═════ Source document

George Washington was promoted to lieutenant colonel at the age of 22 for his efforts in the Virginia militia at the onset of the French and Indian War.  Within only a year after that, his exploits to defend the Virginia frontier earned him the rank of commander in chief of the Virginia militia.  Once confident that the Virginia territory was safe from French attack, Washington left the army in 1758, but with increasing antagonism from the British, he became a delegate to the First and Second Continental Congress and in 1775 was the unanimous choice as commander in chief of the Continental forces.

Washington took command of an undisciplined army urgently in need of  supplies. In late 1776, critically short of men and supplies, Washington almost despaired.  He had lost New York City to the British, enlistment was almost up for many of the troops, and large numbers were deserting.  Civilian morale was waning and Congress had withdrawn from Philadelphia in fear of a British attack.  But with the arrival of French support, Washington honed the army into a legitimate fighting force which ultimately defeated the British under Charles Cornwallis at Yorktown, securing American victory in October, 1781.

══════════

### Challenge A
Copy all of the data collection records below word for word, keeping every line as it appears.
### Challenge B
Pick up the passage on George Washington's military career after its last sentence and continue it.

═════ Dataset entries

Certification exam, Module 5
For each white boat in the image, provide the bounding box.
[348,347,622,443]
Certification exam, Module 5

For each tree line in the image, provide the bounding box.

══════════

### Task response A
Certification exam, Module 5
For each white boat in the image, provide the bounding box.
[348,347,622,443]
Certification exam, Module 5

For each tree line in the image, provide the bounding box.

### Task response B
Washington was unanimously elected as America’s first president in 1792.  By early 1797 when Washington left office after refusing a third term, the country’s financial system was well established, the Indian threat east of the Mississippi had been eliminated, and our territorial and political interests were intact.  

Washington spent his last years in retirement at Mount Vernon but died after a brief struggle with acute laryngitis on December 14, 1799.  At his funeral, Henry Lee said of him, “He was first in war, first in peace, and first in the hearts of his countrymen.”